TEXT EXTRACT.
As I read through the Bible, I continually see that earthly power is an illusion. That is not to say that earthly powers are not real. Rulers wage war and kill. Authorities create laws and enforce them. Societies create culture and apply pressure. In every sphere of life, we are under and exercising varying degrees of power and authority.
Earthly power is an illusion in this sense: any power or authority that we may exercise is not our own – we don’t actually possess it. If we have it, it is only because the God of heaven has seen fit to give it to us, not to possess, but to exercise in just and righteous ways. God will judge us based on how we have exercised the power and authority that he gives us.
Therefore, recognizing that power and authority comes from God, we should be humble and use whatever power and authority we have to serve and bless others. Our sinful nature, however, will always idolize power and authority and make it a reason to boast and to be served in various ways.

AIM.
Return the passage above about earthly power as an illusion in full, word for word.

PROVIDED MATERIAL.

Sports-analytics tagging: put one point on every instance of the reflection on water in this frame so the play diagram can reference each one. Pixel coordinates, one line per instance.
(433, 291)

RESPONSE FOR THIS EXERCISE.
As I read through the Bible, I continually see that earthly power is an illusion. That is not to say that earthly powers are not real. Rulers wage war and kill. Authorities create laws and enforce them. Societies create culture and apply pressure. In every sphere of life, we are under and exercising varying degrees of power and authority.
Earthly power is an illusion in this sense: any power or authority that we may exercise is not our own – we don’t actually possess it. If we have it, it is only because the God of heaven has seen fit to give it to us, not to possess, but to exercise in just and righteous ways. God will judge us based on how we have exercised the power and authority that he gives us.
Therefore, recognizing that power and authority comes from God, we should be humble and use whatever power and authority we have to serve and bless others. Our sinful nature, however, will always idolize power and authority and make it a reason to boast and to be served in various ways.